[Peace-discuss] P.S.

John W. jbw292002 at gmail.com
Sun Feb 7 15:16:09 CST 2010


On Sun, Feb 7, 2010 at 9:48 AM, C. G. Estabrook <galliher at illinois.edu>wrote:


> [1] As you know, the terms Left and Right as political shorthand began in
> the French Legislative Assembly of 1791, when the king was still the head of
> state, and the "the party of movement" sat on the (stage) left side of the
> room, "the party of order" on the right.  Thus metaphorically the further
> left you go, the more democratic you become; the further right, the more
> authoritarian. (That would mean of course that Lenin was a right-wing
> Marxist, in contrast to left-wing Marxists like Rosa Luxemburg.)
>
> Chomsky is on the left because he doesn't share your contempt for the
> majority, as his piece indicates. Limbaugh, an apologist for power,
> specifically the power of money, is surely on the right.  And of course he
> has people who agree with him, some of whom are quite conscious of what he's
> doing.
>
> If you count the number of people enlightened by Chomsky's writings - or
> even the crowds that show up for his talks - I think you could say that he's
> organized quite a large number, as has Limbaugh.


Organized them to accomplish what specific goals, exactly?




>   What Chomsky argues in this piece is that we shouldn't leave the people
> you despise to be organized by Limbaugh.

▸ WRITTEN TASK
Give what follows in the mailing-list post above on Left and Right, continuing from its last line.

▸ PROVIDED DATA
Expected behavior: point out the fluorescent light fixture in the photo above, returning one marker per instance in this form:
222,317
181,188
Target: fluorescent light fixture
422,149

▸ EXPECTED ANSWER
>

Just for the record, Carl, I don't "despise" the fellahin.  I just
mingled so much sweat and blood with 'em over so many years that I
understand 'em, and I don't desire their company all that often.  Like you,
I care deeply that they have as much justice and equality of opportunity as
this world allows.  Unlike you, I actually know how they think.




> [2] There's a war on, and the government for which we are responsible in
> this formal democracy is killing people halfway around the world, in spite
> of Obama's covering sin with smooth names.  One way to end the war is to cut
> off funds for it, and we should be urging our Congressional representatives
> to do that. We should take notice when we're successful; we certainly
> shouldn't vote for a party that continues the war just because we like what
> they say on other issues.  This is the important issue, literally a matter
> of life and death.
>
> But as you say, foreign and domestic issues are inseparable. Most of what
> you said was agreement with most of what Chomsky said; no further comment
> from me seemed necessary.
>
When you acknowledge agreement, your points of disagreement become more
palatable somehow.



> [3] Glad you're reading Zinn.  We should be talking about what lessons we
> can draw from the 1930s-40s. Chomsky thinks that the collapse of the Bretton
> Woods system (the international economic order set up at the end of WWII)
> was more important for world politics than the fall of the Soviet Union.
>  --CGE
>
And what does Zinn think?




> John W. wrote:
>
>>
>> On Sat, Feb 6, 2010 at 10:17 PM, C. G. Estabrook <galliher at illinois.edu<mailto:
>> galliher at illinois.edu>> wrote:
>>
>>
>>
>> [1] The writer of "what the authentic Left says" indubitably deserves the
>> title, and he has a few friends who agree with him.
>>
>>
>> Ah, so Noam Chomsky it is, huh?  Rush Limbaugh has a few friends who agree
>> with him also, and doubtless consider him the voice of the "authentic
>> Right".
>> Your point?  I'm sure you have one here someplace.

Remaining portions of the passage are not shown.